• Directive: Pick up the Plotly plotting tutorial and continue it from its last sentence.

A marginal plot, controlled with `marginal_x` and `marginal_y`, displays two variables along the x and y axes, with individual distributions on the margins.  

In [64]:
import plotly.express as px
import seaborn as sns

tips = px.data.tips()
# print(tips)

fig = px.scatter(
    tips,
    x="total_bill",
    y="tip",
    marginal_x="histogram",
    marginal_y="violin",
    labels=dict(total_bill="Total bill", tip="Tip"),
    title="Tips vs Total bill",
    width=550,
    height=550,
)
fig.show()

## Marginal plot-2:

Many of the Plotly graphs allow the addition of marginal plots, e.g. here we show a `density_heatmap` instead of a `scatter` plot

In [65]:
import plotly.express as px
import seaborn as sns

tips = px.data.tips()
# print(tips)

fig = px.density_heatmap(
    tips,
    x="total_bill",
    y="tip",
    marginal_x="histogram",
    marginal_y="histogram",
    color_continuous_scale=px.colors.sequential.Viridis,
    nbinsx=50,
    nbinsy=50,
    labels=dict(total_bill="Total bill", tip="Tip"),
    title="Joint distribution of tip and total bill",
    width=550,
    height=550,
)

fig.show()

## Marginal plot-3:

In [62]:
import plotly.express as px
import seaborn as sns

tips = px.data.tips()
# print(tips)

# # GROUPED HISTOGRAM
fig = px.histogram(
    tips,
    x="total_bill",
    color="sex",
    facet_col="day",
    nbins=10,
    marginal="rug",  # or 'rug' or 'violin'
    # histnorm="probability density",
    labels={"total_bill": "Total bill"},
    width=1000,
    height=600,
)
fig.show()

## Example: Parallel coordinate plots

* Parallel coordinate plots are a way to visualize multivariate data by plotting each variable on a separate axis and connecting them with lines to show relationships and patterns between the variables. These are created with `px.parallel_coordinates()`
* The lines tie together points in the same row in the data-frame, and the height along each respective axis shows the variables value.

(Source records)
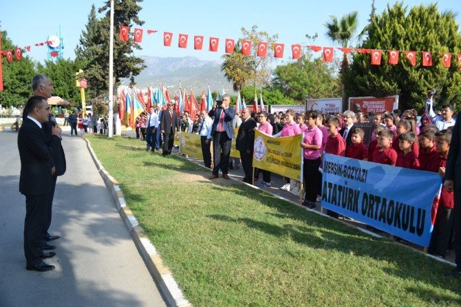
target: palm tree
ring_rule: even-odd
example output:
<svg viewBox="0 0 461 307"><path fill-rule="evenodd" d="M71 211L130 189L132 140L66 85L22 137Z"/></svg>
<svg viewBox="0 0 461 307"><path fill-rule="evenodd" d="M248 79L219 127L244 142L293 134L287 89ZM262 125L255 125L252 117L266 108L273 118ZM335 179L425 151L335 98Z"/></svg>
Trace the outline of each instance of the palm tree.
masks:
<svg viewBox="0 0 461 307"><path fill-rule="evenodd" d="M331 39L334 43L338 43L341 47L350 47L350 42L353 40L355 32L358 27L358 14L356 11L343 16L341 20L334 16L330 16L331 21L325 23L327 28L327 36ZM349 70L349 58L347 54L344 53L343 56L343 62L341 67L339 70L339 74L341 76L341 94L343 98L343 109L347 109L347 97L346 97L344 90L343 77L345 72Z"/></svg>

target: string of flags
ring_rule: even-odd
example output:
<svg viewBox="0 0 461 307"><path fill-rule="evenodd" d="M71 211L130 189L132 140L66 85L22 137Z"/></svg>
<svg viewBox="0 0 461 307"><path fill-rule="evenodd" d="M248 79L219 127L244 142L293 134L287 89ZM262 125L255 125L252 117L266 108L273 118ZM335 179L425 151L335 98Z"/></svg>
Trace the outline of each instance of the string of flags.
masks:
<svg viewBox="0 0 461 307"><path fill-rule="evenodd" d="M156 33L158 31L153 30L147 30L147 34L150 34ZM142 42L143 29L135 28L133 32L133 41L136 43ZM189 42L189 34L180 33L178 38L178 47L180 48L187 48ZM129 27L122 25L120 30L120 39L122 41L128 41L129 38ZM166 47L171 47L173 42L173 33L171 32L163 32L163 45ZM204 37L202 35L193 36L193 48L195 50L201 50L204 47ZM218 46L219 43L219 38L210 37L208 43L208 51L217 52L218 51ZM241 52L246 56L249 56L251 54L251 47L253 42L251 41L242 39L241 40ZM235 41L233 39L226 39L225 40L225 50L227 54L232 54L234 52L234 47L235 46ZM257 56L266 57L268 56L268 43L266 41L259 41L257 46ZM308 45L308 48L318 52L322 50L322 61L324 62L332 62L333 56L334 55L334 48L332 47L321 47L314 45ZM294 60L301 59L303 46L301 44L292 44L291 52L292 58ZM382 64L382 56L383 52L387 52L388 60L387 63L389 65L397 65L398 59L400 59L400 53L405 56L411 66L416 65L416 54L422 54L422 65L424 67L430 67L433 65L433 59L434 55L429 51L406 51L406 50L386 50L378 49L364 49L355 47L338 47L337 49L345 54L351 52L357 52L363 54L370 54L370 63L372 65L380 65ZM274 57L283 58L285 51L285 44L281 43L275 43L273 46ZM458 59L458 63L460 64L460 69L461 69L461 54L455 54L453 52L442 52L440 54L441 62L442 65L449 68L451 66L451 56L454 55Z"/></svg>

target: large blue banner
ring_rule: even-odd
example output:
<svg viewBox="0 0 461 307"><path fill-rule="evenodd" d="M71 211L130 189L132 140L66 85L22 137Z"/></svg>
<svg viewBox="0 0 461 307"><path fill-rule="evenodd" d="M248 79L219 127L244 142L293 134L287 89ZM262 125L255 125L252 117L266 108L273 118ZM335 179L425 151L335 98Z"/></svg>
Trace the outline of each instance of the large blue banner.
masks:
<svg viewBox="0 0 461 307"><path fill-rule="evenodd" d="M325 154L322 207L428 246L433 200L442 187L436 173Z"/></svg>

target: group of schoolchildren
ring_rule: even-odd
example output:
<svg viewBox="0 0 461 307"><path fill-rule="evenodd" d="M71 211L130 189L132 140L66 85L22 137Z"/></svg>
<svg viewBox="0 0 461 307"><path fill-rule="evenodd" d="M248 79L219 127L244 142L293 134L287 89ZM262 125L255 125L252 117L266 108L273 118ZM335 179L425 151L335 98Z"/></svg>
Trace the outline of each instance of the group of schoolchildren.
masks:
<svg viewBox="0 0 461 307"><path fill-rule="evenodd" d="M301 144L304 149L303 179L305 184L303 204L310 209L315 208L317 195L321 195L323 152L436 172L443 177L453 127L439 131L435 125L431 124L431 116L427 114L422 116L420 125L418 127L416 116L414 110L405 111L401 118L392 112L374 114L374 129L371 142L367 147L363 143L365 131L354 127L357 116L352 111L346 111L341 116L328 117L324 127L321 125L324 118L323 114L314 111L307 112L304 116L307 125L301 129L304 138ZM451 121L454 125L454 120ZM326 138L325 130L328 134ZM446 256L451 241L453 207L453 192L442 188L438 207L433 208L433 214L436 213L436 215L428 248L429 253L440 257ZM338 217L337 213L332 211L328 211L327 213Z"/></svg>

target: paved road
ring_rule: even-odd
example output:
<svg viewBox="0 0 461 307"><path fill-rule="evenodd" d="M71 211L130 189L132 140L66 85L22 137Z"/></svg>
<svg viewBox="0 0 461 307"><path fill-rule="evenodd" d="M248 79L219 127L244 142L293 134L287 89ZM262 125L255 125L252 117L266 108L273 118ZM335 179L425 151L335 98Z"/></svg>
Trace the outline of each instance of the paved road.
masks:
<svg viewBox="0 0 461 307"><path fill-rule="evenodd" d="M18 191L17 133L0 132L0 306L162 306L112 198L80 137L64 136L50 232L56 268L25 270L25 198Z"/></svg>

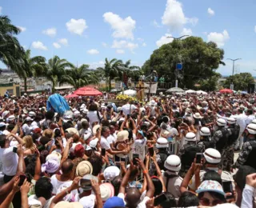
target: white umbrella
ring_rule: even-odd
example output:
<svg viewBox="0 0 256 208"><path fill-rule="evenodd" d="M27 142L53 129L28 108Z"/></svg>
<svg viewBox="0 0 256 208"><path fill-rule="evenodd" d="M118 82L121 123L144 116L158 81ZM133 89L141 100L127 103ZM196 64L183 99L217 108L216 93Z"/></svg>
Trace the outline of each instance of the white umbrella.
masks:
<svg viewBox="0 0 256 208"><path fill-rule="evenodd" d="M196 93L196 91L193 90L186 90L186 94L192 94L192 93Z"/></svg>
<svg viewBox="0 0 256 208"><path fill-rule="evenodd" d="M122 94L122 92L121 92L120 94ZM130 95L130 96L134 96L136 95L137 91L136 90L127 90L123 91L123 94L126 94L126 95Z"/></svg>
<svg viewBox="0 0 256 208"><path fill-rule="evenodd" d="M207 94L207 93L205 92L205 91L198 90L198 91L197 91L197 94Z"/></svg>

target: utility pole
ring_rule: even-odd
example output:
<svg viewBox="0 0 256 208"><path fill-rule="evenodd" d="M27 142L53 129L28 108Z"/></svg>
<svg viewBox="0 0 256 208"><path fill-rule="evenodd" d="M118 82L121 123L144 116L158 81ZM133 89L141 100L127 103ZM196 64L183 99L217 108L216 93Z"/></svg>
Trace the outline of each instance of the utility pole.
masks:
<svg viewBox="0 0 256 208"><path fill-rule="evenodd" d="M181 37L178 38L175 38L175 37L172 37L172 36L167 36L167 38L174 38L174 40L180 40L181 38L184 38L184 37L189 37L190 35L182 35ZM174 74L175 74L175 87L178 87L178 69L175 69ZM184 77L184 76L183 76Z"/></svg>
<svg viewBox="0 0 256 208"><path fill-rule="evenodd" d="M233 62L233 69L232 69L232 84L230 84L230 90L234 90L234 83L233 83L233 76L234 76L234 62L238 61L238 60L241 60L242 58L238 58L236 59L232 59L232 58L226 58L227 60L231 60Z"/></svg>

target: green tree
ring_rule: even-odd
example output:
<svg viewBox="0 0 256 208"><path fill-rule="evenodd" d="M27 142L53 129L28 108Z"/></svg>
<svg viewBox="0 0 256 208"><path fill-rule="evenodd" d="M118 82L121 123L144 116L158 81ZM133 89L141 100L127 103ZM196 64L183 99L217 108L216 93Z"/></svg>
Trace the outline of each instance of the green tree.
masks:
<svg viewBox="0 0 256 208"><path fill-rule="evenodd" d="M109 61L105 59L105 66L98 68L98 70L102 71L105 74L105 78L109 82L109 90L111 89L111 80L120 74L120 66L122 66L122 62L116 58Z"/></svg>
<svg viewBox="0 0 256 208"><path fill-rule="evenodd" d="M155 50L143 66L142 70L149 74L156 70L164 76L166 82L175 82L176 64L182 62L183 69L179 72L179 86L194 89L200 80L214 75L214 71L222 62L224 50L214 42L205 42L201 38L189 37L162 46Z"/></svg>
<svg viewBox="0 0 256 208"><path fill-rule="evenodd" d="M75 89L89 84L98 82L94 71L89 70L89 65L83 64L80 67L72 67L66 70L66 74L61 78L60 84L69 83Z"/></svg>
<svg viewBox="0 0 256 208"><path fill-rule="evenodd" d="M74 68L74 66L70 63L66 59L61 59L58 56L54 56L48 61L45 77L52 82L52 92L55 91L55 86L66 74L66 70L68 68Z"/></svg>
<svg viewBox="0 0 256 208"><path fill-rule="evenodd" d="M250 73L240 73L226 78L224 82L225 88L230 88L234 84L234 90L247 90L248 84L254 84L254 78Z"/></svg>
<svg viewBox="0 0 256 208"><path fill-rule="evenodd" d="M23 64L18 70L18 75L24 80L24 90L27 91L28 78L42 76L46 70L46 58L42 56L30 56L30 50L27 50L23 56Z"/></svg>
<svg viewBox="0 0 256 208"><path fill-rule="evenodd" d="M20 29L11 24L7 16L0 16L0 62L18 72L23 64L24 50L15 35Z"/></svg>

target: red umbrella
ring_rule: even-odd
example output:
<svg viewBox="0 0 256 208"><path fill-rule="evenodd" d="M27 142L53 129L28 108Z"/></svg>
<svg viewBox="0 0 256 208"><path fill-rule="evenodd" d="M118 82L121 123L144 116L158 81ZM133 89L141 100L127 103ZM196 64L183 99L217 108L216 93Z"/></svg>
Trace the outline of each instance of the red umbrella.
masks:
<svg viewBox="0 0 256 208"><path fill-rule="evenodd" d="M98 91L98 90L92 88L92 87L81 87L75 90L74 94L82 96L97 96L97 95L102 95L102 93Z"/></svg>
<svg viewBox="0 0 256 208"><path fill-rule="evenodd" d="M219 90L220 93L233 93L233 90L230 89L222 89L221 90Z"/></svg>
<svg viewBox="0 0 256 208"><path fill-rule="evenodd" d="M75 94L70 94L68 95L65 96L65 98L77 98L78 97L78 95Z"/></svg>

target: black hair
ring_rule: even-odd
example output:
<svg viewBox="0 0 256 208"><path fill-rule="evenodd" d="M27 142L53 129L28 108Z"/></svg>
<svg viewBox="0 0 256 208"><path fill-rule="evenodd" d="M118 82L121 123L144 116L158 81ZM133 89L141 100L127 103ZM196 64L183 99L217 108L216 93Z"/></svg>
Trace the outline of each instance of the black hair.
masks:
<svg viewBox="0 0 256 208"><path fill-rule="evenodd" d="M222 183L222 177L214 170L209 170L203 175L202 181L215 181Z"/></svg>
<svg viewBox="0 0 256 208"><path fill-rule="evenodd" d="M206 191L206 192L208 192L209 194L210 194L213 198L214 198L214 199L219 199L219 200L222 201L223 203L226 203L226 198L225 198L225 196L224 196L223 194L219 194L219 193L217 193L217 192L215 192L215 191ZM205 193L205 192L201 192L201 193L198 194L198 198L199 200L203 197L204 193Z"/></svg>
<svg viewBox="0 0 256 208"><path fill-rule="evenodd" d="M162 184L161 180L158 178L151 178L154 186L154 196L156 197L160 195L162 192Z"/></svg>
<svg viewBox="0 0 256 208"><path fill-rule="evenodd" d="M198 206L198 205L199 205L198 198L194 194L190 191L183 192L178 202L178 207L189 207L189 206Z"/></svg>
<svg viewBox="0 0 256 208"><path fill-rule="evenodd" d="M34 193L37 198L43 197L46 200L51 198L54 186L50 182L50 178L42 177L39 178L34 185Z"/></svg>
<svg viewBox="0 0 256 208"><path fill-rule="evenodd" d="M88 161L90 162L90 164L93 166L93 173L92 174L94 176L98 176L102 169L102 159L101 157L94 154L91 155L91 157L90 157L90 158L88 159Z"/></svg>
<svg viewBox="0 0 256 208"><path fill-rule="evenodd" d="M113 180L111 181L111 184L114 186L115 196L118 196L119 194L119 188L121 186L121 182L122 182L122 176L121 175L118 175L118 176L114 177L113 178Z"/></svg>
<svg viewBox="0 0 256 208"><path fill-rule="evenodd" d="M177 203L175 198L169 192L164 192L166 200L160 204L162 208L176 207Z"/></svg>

• Response to this task:
In [11]:
import plotly.express as px
import seaborn as sns

df = sns.load_dataset("penguins")
df = df.dropna()  # drop rows with nan

df["species"] = df.species.astype("category")
df["species_id"] = df.species.cat.codes
px.parallel_coordinates(
    df,
    color="species_id",
    color_continuous_scale=px.colors.diverging.Tealrose,
    height=300,
    width=1000,
)

## Tree-maps

* A tree-map graph is a type of visualization that uses nested rectangles to display hierarchical data. Each rectangle represents a category, and its size corresponds to the value of that category. This is done with the `px.treemap()` function

In [12]:
import plotly.express as px
import numpy as np

df = px.data.gapminder().query("year == 2007")
df["world"] = "world"  # in order to have a single root node
fig = px.treemap(
    df,
    path=["world", "continent", "country"],  # << sets hierarchy
    values="pop",
    color="lifeExp",
    hover_data=["iso_alpha"],
    color_continuous_scale="RdBu",
    color_continuous_midpoint=np.average(df["lifeExp"], weights=df["pop"]),
)
fig.show()


## Plotly: 3D graphs
* We can also generate graphics in 3D Cartesian space using `px.scatter_3d`

In [15]:
# SOURCE: https://towardsdatascience.com/cheat-codes-to-better-
# visualisations-with-plotly-express-21caece3db01

import plotly.express as px
import seaborn as sns

# GET DATA
election = px.data.election()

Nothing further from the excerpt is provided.